Request
Swap "photo" for "image" in the lines starting with the one containing "Could you please locate the small" and going on through the one containing "<point>297,232</point>", and give back only those lines with nothing else changed.

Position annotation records

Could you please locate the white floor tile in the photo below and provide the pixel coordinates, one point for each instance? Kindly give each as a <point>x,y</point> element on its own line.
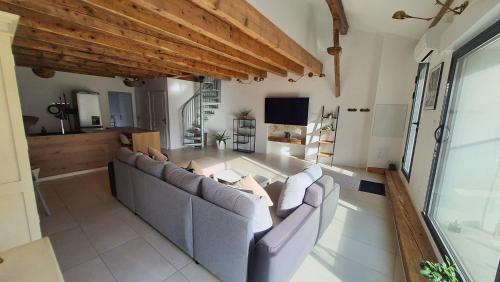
<point>91,271</point>
<point>58,221</point>
<point>168,250</point>
<point>377,259</point>
<point>107,232</point>
<point>135,222</point>
<point>95,209</point>
<point>195,272</point>
<point>177,277</point>
<point>72,248</point>
<point>137,261</point>
<point>326,267</point>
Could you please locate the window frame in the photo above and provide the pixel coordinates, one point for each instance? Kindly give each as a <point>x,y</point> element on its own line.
<point>483,37</point>
<point>423,63</point>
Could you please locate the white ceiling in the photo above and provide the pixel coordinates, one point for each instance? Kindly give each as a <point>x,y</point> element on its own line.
<point>376,15</point>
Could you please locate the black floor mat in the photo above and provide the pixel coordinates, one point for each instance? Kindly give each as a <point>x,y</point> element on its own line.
<point>372,187</point>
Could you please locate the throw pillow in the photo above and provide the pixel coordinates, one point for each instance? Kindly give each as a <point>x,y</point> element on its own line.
<point>293,193</point>
<point>125,155</point>
<point>157,154</point>
<point>150,166</point>
<point>249,184</point>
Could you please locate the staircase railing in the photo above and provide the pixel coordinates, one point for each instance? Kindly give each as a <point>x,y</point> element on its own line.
<point>197,109</point>
<point>192,121</point>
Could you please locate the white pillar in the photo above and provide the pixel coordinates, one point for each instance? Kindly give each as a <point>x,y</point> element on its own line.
<point>19,221</point>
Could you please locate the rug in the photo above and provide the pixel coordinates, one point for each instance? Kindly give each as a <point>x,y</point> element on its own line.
<point>372,187</point>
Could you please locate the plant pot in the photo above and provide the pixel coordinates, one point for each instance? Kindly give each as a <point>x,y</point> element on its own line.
<point>221,145</point>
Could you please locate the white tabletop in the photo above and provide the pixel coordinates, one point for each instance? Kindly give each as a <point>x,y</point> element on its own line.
<point>228,175</point>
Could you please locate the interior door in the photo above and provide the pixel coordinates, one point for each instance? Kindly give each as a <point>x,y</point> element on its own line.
<point>19,221</point>
<point>121,109</point>
<point>159,115</point>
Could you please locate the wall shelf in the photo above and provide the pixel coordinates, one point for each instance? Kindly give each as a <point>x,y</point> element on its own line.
<point>295,141</point>
<point>326,144</point>
<point>244,135</point>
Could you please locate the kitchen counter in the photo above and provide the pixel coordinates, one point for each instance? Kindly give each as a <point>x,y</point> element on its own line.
<point>91,148</point>
<point>59,154</point>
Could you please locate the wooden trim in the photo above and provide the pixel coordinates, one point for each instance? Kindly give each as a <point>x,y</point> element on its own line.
<point>338,14</point>
<point>376,170</point>
<point>413,241</point>
<point>241,14</point>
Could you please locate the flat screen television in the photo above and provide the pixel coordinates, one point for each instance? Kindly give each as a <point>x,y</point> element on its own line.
<point>292,111</point>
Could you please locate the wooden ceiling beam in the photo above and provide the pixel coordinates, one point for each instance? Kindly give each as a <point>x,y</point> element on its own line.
<point>64,22</point>
<point>338,14</point>
<point>23,63</point>
<point>126,14</point>
<point>51,48</point>
<point>441,13</point>
<point>55,41</point>
<point>198,19</point>
<point>127,71</point>
<point>244,16</point>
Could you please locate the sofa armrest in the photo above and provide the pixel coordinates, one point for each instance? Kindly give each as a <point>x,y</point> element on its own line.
<point>280,252</point>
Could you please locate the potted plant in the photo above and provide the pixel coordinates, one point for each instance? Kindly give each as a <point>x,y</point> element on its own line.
<point>393,166</point>
<point>438,272</point>
<point>328,127</point>
<point>328,115</point>
<point>220,139</point>
<point>243,114</point>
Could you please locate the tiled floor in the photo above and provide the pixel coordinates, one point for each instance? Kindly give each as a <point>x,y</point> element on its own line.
<point>96,239</point>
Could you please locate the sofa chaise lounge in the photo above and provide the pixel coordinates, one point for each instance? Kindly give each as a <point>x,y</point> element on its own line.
<point>226,230</point>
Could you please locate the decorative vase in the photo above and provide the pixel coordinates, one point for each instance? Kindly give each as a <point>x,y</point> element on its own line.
<point>221,145</point>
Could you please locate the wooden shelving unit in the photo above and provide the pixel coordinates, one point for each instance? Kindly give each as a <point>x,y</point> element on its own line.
<point>244,135</point>
<point>326,147</point>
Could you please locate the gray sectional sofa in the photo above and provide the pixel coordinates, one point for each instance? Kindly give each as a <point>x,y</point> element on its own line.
<point>228,231</point>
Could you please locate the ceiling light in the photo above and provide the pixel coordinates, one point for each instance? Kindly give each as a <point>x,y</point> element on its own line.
<point>401,15</point>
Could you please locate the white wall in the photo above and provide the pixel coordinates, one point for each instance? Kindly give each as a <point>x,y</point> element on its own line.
<point>37,93</point>
<point>371,65</point>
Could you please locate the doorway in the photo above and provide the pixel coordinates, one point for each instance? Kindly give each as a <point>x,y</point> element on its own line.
<point>121,109</point>
<point>152,114</point>
<point>158,115</point>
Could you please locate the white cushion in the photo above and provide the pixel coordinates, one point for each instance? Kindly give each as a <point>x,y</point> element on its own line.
<point>292,195</point>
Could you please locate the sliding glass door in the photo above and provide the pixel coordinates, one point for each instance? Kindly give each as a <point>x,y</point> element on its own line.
<point>411,136</point>
<point>463,202</point>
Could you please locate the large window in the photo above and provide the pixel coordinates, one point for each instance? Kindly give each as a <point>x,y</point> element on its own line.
<point>411,136</point>
<point>463,201</point>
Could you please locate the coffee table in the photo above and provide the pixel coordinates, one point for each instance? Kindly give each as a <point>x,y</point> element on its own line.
<point>227,176</point>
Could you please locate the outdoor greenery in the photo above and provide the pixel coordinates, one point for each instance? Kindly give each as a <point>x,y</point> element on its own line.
<point>438,272</point>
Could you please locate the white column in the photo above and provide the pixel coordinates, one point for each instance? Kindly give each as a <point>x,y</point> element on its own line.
<point>19,221</point>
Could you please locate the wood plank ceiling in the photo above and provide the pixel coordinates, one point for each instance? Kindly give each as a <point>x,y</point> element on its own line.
<point>153,38</point>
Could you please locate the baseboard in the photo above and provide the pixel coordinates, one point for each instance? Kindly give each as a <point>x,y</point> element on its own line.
<point>53,177</point>
<point>376,170</point>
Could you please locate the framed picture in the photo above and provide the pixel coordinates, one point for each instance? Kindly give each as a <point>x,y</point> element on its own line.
<point>433,83</point>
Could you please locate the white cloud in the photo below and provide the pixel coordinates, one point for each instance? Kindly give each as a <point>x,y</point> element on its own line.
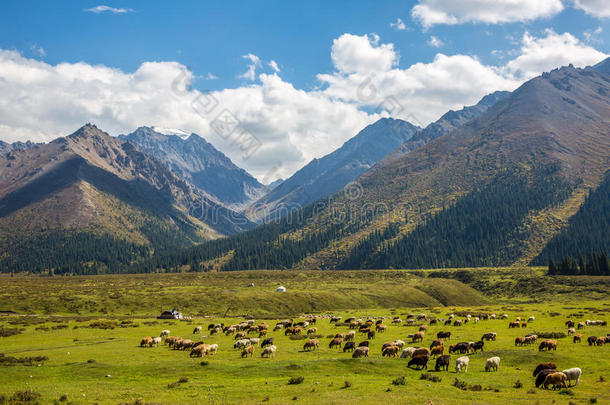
<point>41,101</point>
<point>593,35</point>
<point>553,50</point>
<point>38,51</point>
<point>255,62</point>
<point>433,12</point>
<point>101,9</point>
<point>274,66</point>
<point>435,42</point>
<point>353,53</point>
<point>596,8</point>
<point>399,25</point>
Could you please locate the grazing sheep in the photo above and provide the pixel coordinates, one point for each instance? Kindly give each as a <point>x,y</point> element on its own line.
<point>461,364</point>
<point>572,374</point>
<point>407,353</point>
<point>443,335</point>
<point>542,376</point>
<point>269,351</point>
<point>146,342</point>
<point>544,366</point>
<point>349,346</point>
<point>336,342</point>
<point>557,379</point>
<point>437,342</point>
<point>420,362</point>
<point>248,351</point>
<point>360,352</point>
<point>477,346</point>
<point>492,364</point>
<point>442,362</point>
<point>390,351</point>
<point>437,351</point>
<point>240,344</point>
<point>199,350</point>
<point>548,345</point>
<point>421,351</point>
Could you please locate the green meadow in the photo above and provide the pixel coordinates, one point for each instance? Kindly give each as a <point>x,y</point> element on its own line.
<point>77,338</point>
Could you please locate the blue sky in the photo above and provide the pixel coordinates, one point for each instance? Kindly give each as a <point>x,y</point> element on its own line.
<point>345,40</point>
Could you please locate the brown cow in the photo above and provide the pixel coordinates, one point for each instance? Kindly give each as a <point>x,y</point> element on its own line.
<point>312,344</point>
<point>248,351</point>
<point>548,345</point>
<point>390,351</point>
<point>336,342</point>
<point>437,351</point>
<point>558,380</point>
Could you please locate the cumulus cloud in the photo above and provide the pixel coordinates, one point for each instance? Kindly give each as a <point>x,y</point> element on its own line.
<point>433,12</point>
<point>596,8</point>
<point>399,25</point>
<point>548,52</point>
<point>113,10</point>
<point>43,101</point>
<point>255,62</point>
<point>285,127</point>
<point>435,42</point>
<point>274,66</point>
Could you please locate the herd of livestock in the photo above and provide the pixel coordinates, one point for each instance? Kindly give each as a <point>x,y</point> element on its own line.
<point>546,374</point>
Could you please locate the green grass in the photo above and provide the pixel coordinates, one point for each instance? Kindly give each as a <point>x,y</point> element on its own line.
<point>79,359</point>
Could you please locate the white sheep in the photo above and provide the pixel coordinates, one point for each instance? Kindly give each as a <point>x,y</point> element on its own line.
<point>492,364</point>
<point>407,353</point>
<point>461,364</point>
<point>269,351</point>
<point>573,374</point>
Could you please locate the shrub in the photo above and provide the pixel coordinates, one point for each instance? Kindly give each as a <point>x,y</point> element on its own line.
<point>296,380</point>
<point>399,380</point>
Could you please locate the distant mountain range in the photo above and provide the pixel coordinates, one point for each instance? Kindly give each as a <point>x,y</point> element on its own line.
<point>91,189</point>
<point>499,183</point>
<point>325,176</point>
<point>496,190</point>
<point>197,161</point>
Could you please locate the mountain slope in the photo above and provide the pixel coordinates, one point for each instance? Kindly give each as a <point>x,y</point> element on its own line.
<point>463,199</point>
<point>447,123</point>
<point>198,162</point>
<point>92,187</point>
<point>325,176</point>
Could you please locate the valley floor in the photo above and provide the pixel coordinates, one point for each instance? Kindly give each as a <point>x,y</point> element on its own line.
<point>90,329</point>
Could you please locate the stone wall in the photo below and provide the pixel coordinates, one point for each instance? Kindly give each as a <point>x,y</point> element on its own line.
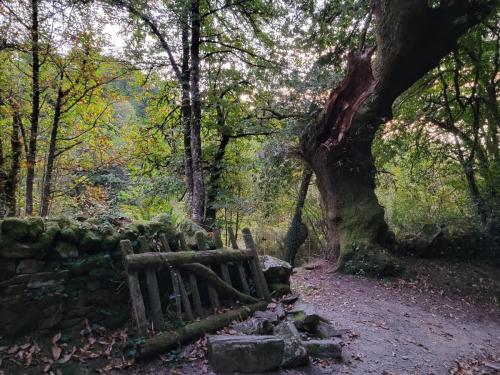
<point>56,273</point>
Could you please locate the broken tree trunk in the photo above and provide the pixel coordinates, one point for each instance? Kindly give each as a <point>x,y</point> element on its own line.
<point>168,340</point>
<point>411,39</point>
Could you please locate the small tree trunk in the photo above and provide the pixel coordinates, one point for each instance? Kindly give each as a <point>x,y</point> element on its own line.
<point>35,111</point>
<point>214,181</point>
<point>186,111</point>
<point>198,201</point>
<point>3,179</point>
<point>51,157</point>
<point>294,236</point>
<point>12,180</point>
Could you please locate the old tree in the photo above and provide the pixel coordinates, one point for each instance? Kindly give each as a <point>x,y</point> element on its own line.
<point>411,38</point>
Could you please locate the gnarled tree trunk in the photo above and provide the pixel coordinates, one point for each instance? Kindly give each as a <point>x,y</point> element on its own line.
<point>411,39</point>
<point>297,232</point>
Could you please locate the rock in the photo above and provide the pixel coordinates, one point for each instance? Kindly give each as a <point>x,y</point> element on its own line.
<point>279,290</point>
<point>91,241</point>
<point>65,250</point>
<point>269,315</point>
<point>254,326</point>
<point>22,230</point>
<point>290,299</point>
<point>275,270</point>
<point>324,348</point>
<point>70,233</point>
<point>189,229</point>
<point>325,330</point>
<point>47,279</point>
<point>12,249</point>
<point>245,354</point>
<point>305,322</point>
<point>30,266</point>
<point>295,354</point>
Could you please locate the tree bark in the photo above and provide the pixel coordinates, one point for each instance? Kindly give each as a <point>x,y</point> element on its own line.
<point>12,179</point>
<point>411,39</point>
<point>214,181</point>
<point>198,200</point>
<point>295,236</point>
<point>51,157</point>
<point>35,111</point>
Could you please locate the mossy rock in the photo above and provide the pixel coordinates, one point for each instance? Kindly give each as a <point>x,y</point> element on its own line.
<point>12,249</point>
<point>48,237</point>
<point>70,234</point>
<point>64,250</point>
<point>25,230</point>
<point>189,228</point>
<point>91,241</point>
<point>110,242</point>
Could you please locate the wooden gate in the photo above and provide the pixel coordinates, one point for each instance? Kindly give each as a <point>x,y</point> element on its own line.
<point>201,283</point>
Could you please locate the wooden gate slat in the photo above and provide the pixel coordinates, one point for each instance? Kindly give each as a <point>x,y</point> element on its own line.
<point>138,309</point>
<point>232,238</point>
<point>218,239</point>
<point>184,297</point>
<point>212,293</point>
<point>173,278</point>
<point>153,291</point>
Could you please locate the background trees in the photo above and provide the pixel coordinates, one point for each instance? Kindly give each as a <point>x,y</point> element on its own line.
<point>197,107</point>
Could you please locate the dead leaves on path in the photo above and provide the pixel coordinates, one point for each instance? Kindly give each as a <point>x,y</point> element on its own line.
<point>97,343</point>
<point>488,366</point>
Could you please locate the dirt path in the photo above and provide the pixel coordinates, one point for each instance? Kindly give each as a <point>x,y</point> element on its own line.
<point>439,319</point>
<point>394,328</point>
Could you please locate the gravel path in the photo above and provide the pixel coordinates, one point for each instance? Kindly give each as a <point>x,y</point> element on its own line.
<point>399,330</point>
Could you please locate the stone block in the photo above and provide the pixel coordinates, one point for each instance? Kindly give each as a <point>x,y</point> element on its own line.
<point>324,348</point>
<point>245,354</point>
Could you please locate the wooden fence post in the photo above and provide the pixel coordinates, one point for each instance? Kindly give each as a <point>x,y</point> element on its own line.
<point>138,309</point>
<point>153,291</point>
<point>173,277</point>
<point>259,277</point>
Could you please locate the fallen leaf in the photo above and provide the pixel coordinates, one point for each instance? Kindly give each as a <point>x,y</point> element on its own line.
<point>56,352</point>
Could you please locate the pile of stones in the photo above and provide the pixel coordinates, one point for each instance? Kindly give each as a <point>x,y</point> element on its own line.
<point>276,338</point>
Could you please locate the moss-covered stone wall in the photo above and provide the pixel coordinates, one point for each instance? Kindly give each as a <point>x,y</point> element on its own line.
<point>56,273</point>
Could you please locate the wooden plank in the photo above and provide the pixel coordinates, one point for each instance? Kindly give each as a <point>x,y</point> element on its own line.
<point>232,238</point>
<point>173,278</point>
<point>169,340</point>
<point>195,294</point>
<point>225,273</point>
<point>174,259</point>
<point>201,241</point>
<point>153,291</point>
<point>138,309</point>
<point>243,278</point>
<point>184,297</point>
<point>256,268</point>
<point>218,238</point>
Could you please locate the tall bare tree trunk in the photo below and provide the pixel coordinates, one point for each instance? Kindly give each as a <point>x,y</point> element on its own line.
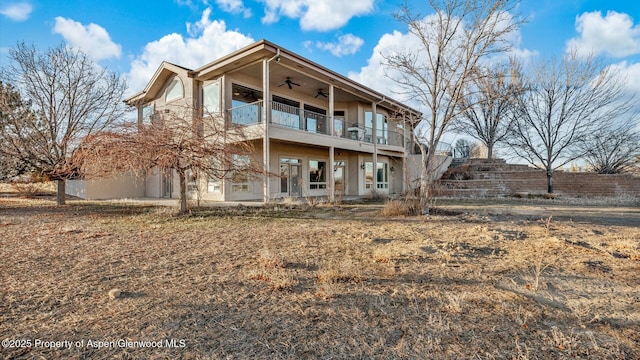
<point>61,192</point>
<point>425,178</point>
<point>183,191</point>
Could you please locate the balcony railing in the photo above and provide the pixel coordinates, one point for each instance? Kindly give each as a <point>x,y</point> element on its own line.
<point>248,114</point>
<point>305,120</point>
<point>296,118</point>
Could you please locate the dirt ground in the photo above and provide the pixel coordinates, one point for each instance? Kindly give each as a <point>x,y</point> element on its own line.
<point>485,278</point>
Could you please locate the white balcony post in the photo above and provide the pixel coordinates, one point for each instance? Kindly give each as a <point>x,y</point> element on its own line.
<point>405,152</point>
<point>266,119</point>
<point>374,138</point>
<point>331,171</point>
<point>331,111</point>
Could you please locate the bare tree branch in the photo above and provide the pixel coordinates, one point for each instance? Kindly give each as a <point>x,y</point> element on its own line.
<point>452,41</point>
<point>183,140</point>
<point>565,102</point>
<point>71,97</point>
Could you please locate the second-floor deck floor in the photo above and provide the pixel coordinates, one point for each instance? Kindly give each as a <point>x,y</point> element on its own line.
<point>318,123</point>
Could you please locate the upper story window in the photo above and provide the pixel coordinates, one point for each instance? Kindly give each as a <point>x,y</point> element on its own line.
<point>175,90</point>
<point>317,175</point>
<point>211,98</point>
<point>246,106</point>
<point>382,128</point>
<point>147,114</point>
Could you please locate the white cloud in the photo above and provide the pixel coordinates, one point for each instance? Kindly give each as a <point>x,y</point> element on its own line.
<point>17,12</point>
<point>374,73</point>
<point>207,41</point>
<point>234,7</point>
<point>320,15</point>
<point>628,72</point>
<point>347,44</point>
<point>614,35</point>
<point>92,39</point>
<point>377,76</point>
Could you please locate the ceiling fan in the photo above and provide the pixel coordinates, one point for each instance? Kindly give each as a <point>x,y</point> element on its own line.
<point>321,93</point>
<point>288,82</point>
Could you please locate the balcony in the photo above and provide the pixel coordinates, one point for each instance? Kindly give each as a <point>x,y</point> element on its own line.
<point>300,119</point>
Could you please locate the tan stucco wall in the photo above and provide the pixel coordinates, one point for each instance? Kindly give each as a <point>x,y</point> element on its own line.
<point>118,187</point>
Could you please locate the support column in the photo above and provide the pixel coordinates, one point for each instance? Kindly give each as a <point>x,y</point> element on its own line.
<point>374,138</point>
<point>266,119</point>
<point>405,153</point>
<point>331,171</point>
<point>331,111</point>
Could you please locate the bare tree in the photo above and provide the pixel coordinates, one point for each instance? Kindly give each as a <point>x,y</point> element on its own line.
<point>486,104</point>
<point>566,100</point>
<point>614,149</point>
<point>71,96</point>
<point>183,140</point>
<point>14,113</point>
<point>452,41</point>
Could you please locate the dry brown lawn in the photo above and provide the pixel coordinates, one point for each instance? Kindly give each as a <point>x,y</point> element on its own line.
<point>331,282</point>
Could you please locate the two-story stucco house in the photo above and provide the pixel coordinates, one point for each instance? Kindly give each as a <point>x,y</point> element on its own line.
<point>322,133</point>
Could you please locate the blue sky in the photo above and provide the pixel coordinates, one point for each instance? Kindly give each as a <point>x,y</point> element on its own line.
<point>132,37</point>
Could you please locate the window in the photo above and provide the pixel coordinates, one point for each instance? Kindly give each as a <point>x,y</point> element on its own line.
<point>211,98</point>
<point>317,175</point>
<point>147,114</point>
<point>246,108</point>
<point>382,130</point>
<point>368,175</point>
<point>214,185</point>
<point>316,119</point>
<point>175,90</point>
<point>239,176</point>
<point>382,175</point>
<point>216,173</point>
<point>338,123</point>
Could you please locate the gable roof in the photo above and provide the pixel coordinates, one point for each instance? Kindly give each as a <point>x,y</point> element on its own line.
<point>258,51</point>
<point>164,72</point>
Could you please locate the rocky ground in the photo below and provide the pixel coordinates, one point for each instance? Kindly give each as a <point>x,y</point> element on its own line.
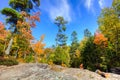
<point>34,71</point>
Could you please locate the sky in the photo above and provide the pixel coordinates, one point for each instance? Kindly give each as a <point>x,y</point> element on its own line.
<point>80,14</point>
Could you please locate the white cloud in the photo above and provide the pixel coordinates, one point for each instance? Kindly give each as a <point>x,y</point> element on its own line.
<point>89,5</point>
<point>101,4</point>
<point>105,3</point>
<point>58,8</point>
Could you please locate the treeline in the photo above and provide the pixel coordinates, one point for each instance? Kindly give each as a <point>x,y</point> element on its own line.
<point>98,51</point>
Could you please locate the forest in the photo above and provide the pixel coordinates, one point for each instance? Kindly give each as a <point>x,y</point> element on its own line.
<point>98,51</point>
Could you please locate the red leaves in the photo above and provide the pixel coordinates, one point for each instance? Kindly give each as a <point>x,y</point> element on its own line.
<point>31,19</point>
<point>3,32</point>
<point>100,39</point>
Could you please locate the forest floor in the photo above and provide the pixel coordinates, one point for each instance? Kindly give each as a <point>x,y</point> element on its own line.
<point>33,71</point>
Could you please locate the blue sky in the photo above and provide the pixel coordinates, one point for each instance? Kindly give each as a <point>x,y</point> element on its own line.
<point>80,14</point>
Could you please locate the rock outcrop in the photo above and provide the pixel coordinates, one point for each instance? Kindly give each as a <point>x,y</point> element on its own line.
<point>34,71</point>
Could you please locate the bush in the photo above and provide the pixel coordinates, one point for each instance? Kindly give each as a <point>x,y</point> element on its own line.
<point>8,62</point>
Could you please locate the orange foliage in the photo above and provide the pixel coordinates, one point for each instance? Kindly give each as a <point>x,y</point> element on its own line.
<point>3,32</point>
<point>100,40</point>
<point>39,46</point>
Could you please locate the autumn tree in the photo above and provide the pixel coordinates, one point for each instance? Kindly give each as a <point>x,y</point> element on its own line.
<point>61,38</point>
<point>74,50</point>
<point>3,36</point>
<point>74,44</point>
<point>17,16</point>
<point>109,25</point>
<point>38,48</point>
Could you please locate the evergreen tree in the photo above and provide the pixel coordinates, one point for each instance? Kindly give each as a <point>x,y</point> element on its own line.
<point>61,38</point>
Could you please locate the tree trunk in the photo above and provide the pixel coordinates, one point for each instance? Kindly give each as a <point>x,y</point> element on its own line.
<point>7,51</point>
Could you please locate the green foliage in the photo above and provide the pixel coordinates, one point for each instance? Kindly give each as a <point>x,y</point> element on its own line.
<point>61,38</point>
<point>60,56</point>
<point>109,25</point>
<point>24,5</point>
<point>29,58</point>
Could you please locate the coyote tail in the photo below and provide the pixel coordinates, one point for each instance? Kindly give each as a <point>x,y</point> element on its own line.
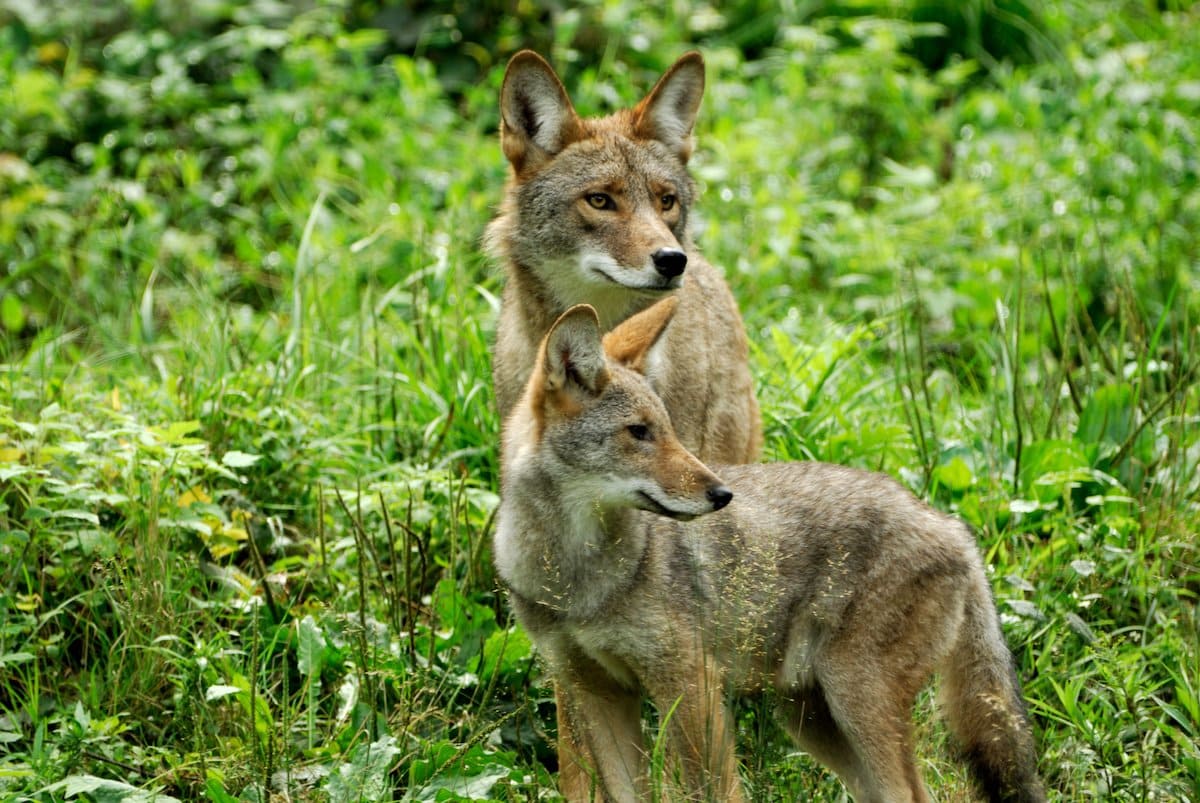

Solved problem
Could you please locate the small tree trunk in the image above and provide the pixel coordinates, one point for each instance? Kindly give each as a <point>x,y</point> element on its own line.
<point>35,111</point>
<point>214,181</point>
<point>186,111</point>
<point>198,201</point>
<point>3,179</point>
<point>51,157</point>
<point>294,236</point>
<point>12,180</point>
Could you please locate the old tree in the image above and provide the pixel coordinates, one point for each instance? Kindly give each as a <point>x,y</point> element on its own line.
<point>411,38</point>
Could you please locate the gnarled tree trunk in the image above and provide the pixel coordinates, one point for each instance? Kindly give each as a <point>x,y</point> element on its own line.
<point>411,39</point>
<point>297,232</point>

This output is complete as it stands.